START PROVIDED RECORDS

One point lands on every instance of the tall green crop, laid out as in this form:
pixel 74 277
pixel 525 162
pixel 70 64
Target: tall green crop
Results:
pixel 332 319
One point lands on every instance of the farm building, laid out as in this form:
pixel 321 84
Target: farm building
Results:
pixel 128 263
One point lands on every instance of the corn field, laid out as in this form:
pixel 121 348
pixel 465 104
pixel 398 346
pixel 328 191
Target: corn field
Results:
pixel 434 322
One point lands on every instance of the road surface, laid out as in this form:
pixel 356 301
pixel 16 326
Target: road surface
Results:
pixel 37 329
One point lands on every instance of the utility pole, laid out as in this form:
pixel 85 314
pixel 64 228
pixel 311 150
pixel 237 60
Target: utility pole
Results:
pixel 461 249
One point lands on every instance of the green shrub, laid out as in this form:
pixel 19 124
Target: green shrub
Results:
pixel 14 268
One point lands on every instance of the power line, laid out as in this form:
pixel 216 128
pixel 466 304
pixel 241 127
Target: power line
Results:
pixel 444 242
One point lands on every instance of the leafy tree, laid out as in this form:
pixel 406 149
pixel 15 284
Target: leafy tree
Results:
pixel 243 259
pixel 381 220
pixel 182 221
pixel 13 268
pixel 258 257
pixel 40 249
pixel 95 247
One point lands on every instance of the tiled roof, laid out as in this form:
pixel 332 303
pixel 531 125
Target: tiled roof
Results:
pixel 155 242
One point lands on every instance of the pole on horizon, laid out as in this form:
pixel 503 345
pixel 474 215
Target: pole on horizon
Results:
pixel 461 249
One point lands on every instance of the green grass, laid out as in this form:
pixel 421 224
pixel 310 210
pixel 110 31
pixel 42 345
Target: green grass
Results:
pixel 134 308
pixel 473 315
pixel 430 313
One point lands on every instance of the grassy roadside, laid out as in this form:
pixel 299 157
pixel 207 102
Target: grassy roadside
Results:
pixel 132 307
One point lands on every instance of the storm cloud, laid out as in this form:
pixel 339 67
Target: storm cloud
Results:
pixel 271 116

END PROVIDED RECORDS

- [OBJECTIVE]: In the listing, from the line with "One point lands on every instance of the farm" to the line with "pixel 128 263", substitute "storage shed" for "farm building" and give those lines again with nothing else changed.

- [SOLVED PROBLEM]:
One point lands on every instance of the storage shed, laid out as in this form:
pixel 321 84
Target: storage shed
Results:
pixel 128 263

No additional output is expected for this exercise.